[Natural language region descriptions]
----

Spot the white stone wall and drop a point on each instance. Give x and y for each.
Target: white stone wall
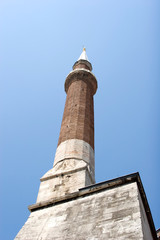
(110, 214)
(76, 149)
(73, 169)
(69, 176)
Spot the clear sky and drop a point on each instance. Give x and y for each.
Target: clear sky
(39, 42)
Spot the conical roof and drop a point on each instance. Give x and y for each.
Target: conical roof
(83, 55)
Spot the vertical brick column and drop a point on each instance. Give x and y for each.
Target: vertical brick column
(74, 165)
(78, 117)
(76, 139)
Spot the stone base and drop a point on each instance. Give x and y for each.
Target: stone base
(115, 209)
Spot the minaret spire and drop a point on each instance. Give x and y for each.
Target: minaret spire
(74, 165)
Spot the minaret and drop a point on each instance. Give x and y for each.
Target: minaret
(67, 207)
(74, 165)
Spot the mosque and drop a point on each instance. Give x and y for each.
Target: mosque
(70, 205)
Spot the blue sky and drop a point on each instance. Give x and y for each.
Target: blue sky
(39, 43)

----

- Task description -
Retype all the records shown above, character for character. Omit every picture.

- Output -
Spot the white stone wall and drop a point on each instance. Give x and y for each.
Target: white stone wall
(110, 214)
(76, 149)
(73, 169)
(69, 176)
Spot the clear sky and drop a point on each instance. Give x and y for each.
Target: clear sky
(39, 42)
Spot the conical roof and drop a point on each instance. Give x and y for each.
Target: conical roof
(83, 55)
Spot the vertical brick column and drop a point on each instance. Give x and y for each.
Target: vertical brick column
(74, 165)
(78, 117)
(76, 139)
Spot the stone base and drop a point on each instance. Give x and y for each.
Target: stone base
(115, 209)
Spot the minaret spire and drop a point on each instance. Give x and y for each.
Target: minaret spire
(74, 165)
Spot the minaret and drop a point on each instance. Give x and y for each.
Target: minaret
(67, 207)
(74, 165)
Spot the mosque and drop a point on each instance. Give x and y for each.
Target: mosque
(70, 205)
Spot the blue sky and drop a point on each instance. Give x and y for each.
Target: blue sky
(39, 43)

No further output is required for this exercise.